WORK REQUIRED: Can you reproduce the data below word for word, from the line holding "Reviewer note: every instance of the yellow painted" through the line holding "(159, 1175)", with both of those lines included?
[Start of THE DATA]
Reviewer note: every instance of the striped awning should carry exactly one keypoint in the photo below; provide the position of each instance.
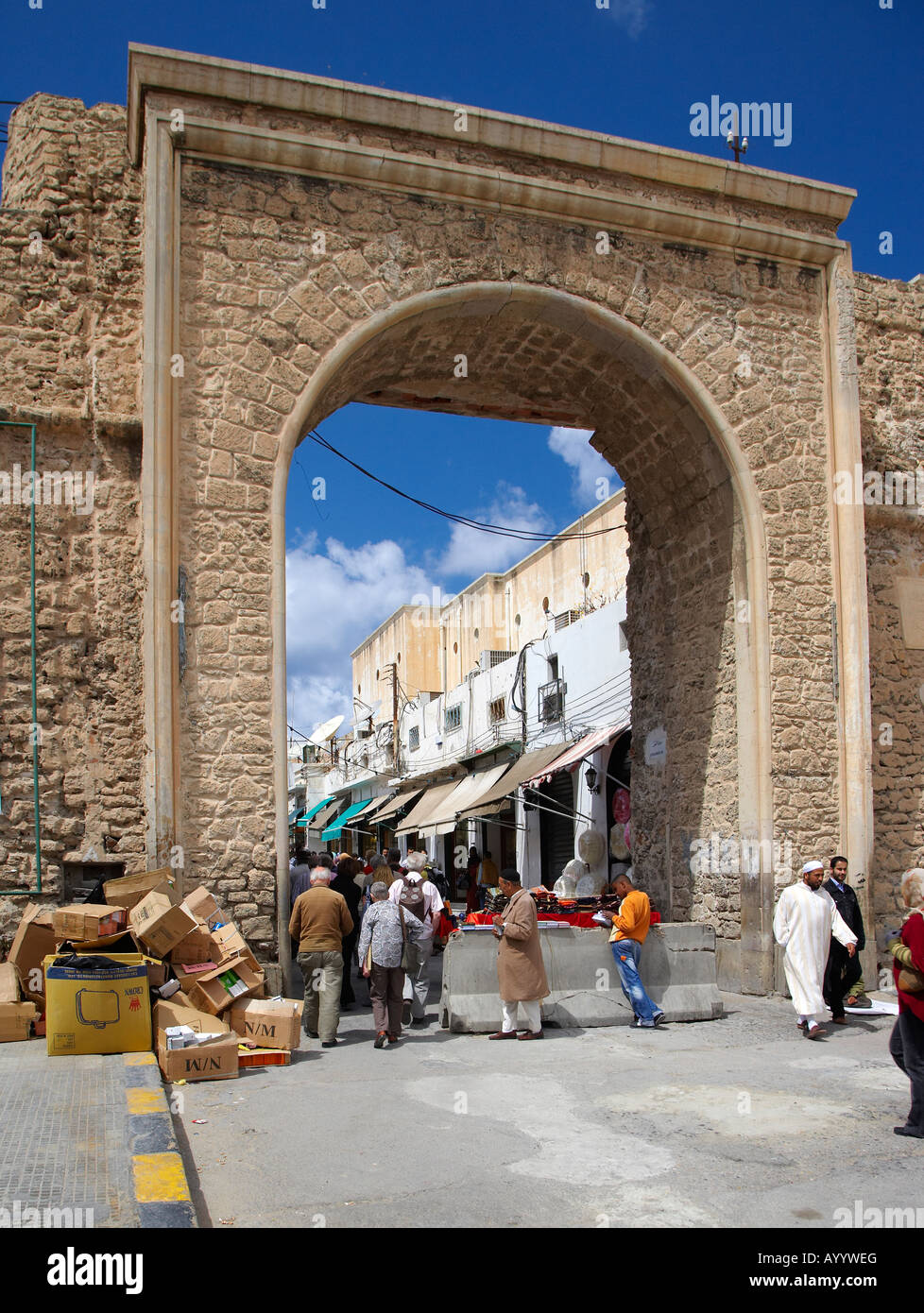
(522, 770)
(465, 794)
(423, 813)
(573, 755)
(334, 830)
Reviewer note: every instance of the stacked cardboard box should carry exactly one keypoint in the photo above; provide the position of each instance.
(94, 996)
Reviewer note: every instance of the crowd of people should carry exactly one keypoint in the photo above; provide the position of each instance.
(820, 929)
(387, 915)
(382, 912)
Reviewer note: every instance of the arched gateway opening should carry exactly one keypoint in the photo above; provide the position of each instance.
(697, 588)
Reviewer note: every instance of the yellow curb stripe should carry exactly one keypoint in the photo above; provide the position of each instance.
(159, 1178)
(142, 1100)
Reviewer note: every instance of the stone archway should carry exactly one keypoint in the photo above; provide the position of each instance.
(309, 243)
(697, 585)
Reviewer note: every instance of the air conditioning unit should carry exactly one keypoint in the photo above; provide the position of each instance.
(552, 701)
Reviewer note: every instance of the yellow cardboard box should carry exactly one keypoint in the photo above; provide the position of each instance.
(97, 1011)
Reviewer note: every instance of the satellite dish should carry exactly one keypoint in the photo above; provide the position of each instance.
(327, 730)
(590, 847)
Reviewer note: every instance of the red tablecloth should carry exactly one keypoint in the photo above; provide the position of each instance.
(582, 919)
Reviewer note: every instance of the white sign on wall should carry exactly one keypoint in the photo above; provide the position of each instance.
(655, 747)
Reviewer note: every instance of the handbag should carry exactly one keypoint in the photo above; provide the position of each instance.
(410, 955)
(910, 980)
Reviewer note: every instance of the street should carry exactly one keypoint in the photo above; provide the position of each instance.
(728, 1123)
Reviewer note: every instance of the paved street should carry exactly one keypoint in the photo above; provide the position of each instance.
(730, 1123)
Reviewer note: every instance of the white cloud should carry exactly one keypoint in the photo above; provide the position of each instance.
(587, 465)
(472, 553)
(334, 599)
(631, 14)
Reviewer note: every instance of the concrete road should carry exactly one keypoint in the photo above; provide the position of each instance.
(731, 1123)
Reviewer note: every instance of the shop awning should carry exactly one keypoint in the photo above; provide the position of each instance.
(314, 810)
(393, 808)
(465, 794)
(334, 830)
(324, 814)
(522, 770)
(573, 755)
(423, 813)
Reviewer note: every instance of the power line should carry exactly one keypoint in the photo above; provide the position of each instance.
(483, 527)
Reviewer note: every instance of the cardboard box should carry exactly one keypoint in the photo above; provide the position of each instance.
(167, 1013)
(268, 1024)
(202, 906)
(16, 1019)
(97, 1011)
(195, 948)
(230, 943)
(128, 891)
(87, 922)
(214, 1060)
(263, 1057)
(9, 983)
(158, 972)
(33, 942)
(213, 992)
(159, 922)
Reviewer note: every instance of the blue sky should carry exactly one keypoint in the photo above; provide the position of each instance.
(848, 68)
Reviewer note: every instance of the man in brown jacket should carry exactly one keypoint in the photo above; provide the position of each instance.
(522, 972)
(320, 921)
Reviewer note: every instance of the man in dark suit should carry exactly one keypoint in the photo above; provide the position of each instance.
(843, 972)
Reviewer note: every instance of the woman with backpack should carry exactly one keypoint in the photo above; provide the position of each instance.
(421, 901)
(386, 928)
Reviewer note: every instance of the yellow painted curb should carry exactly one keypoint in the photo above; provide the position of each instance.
(159, 1178)
(145, 1100)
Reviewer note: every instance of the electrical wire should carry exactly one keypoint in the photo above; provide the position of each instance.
(483, 527)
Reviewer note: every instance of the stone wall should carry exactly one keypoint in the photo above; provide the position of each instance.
(890, 354)
(70, 342)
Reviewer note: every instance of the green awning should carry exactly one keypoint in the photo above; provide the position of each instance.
(313, 811)
(334, 830)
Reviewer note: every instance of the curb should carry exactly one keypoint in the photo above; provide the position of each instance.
(159, 1175)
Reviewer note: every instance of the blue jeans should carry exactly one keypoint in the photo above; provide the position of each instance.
(626, 953)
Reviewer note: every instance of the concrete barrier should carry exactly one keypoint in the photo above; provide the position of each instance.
(677, 972)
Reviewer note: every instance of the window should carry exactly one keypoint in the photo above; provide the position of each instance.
(552, 701)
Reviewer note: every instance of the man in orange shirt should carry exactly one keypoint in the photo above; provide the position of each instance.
(630, 926)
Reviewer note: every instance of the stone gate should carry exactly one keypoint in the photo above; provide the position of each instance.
(275, 246)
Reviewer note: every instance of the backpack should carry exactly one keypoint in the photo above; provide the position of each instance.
(411, 897)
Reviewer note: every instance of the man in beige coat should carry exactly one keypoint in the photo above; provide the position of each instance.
(522, 972)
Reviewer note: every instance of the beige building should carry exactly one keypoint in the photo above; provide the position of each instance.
(435, 645)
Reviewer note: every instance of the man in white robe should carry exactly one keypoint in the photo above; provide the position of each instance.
(805, 921)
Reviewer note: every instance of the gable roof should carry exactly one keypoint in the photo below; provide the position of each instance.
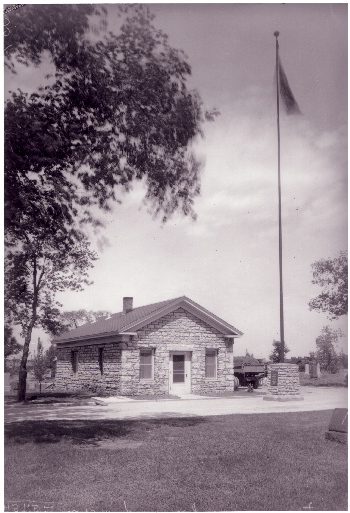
[End of THE DATA]
EXERCISE RESPONSE:
Reviewer note: every instance of the yellow painted curb should carry exactly one keypoint in the photo above; provide the position of each instance.
(159, 1178)
(145, 1100)
Reviewer note: every instance of the electrical wire should carry exactly one keypoint in the photo above; provide the position of each instance.
(483, 527)
Reviewer note: every instance of the stone wall should carry exactly one keypoint in the photo above; provide the position of each instance.
(890, 354)
(70, 342)
Reviewer note: every instance of the green awning should carry exactly one keypoint in the photo above; provide the position of each instance.
(313, 811)
(334, 830)
Reviewer note: every instance of the curb should carry exactly one keypoint in the photo above; provide the position of each instance.
(159, 1175)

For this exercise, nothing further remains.